▸ **Work instruction**: In full and word for word, print the data below.

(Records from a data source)
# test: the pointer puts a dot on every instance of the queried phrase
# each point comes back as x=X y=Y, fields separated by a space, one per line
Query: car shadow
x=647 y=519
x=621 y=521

▸ **Answer to this task**:
# test: the pointer puts a dot on every instance of the queried phrase
# each point comes back as x=X y=Y, fields separated by a space, one per line
Query: car shadow
x=647 y=519
x=621 y=521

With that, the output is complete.